* START Records to use *
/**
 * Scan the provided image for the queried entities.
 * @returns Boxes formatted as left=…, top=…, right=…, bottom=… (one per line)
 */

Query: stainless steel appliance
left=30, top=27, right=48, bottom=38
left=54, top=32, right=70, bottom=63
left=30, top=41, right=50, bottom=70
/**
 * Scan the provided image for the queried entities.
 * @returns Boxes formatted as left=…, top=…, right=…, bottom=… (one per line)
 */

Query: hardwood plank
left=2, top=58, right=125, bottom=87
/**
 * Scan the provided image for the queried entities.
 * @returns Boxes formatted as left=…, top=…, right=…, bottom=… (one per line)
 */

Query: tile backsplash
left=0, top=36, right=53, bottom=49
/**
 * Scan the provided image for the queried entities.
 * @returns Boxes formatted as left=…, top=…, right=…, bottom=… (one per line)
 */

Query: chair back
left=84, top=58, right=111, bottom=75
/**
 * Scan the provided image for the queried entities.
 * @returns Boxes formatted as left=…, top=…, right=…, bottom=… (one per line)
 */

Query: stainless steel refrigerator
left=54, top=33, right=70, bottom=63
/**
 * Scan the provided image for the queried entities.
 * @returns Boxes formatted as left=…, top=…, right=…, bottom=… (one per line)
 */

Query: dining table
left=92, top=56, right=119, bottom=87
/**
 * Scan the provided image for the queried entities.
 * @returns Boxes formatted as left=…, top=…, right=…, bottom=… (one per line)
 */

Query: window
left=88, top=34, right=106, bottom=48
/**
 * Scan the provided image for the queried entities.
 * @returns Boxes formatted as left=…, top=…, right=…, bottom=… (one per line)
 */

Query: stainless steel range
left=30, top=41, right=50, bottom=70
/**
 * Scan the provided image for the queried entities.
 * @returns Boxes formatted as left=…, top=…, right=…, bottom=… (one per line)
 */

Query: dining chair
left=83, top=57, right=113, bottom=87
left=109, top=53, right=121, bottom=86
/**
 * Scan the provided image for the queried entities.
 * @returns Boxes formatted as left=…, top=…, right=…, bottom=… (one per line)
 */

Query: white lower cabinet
* END Records to use *
__Written problem__. Duplicate everything from the start of the data above down to and including the line that contains "left=2, top=58, right=125, bottom=87".

__Exercise solution__.
/**
 * Scan the provided image for the queried entities.
 * @returns Boxes formatted as left=…, top=…, right=…, bottom=… (one per line)
 */

Query: stainless steel appliance
left=30, top=27, right=48, bottom=38
left=54, top=32, right=70, bottom=63
left=30, top=41, right=50, bottom=70
/**
 * Scan the provided image for the queried entities.
 * @returns Boxes formatted as left=…, top=…, right=…, bottom=… (one per line)
 */

Query: hardwood plank
left=2, top=58, right=125, bottom=87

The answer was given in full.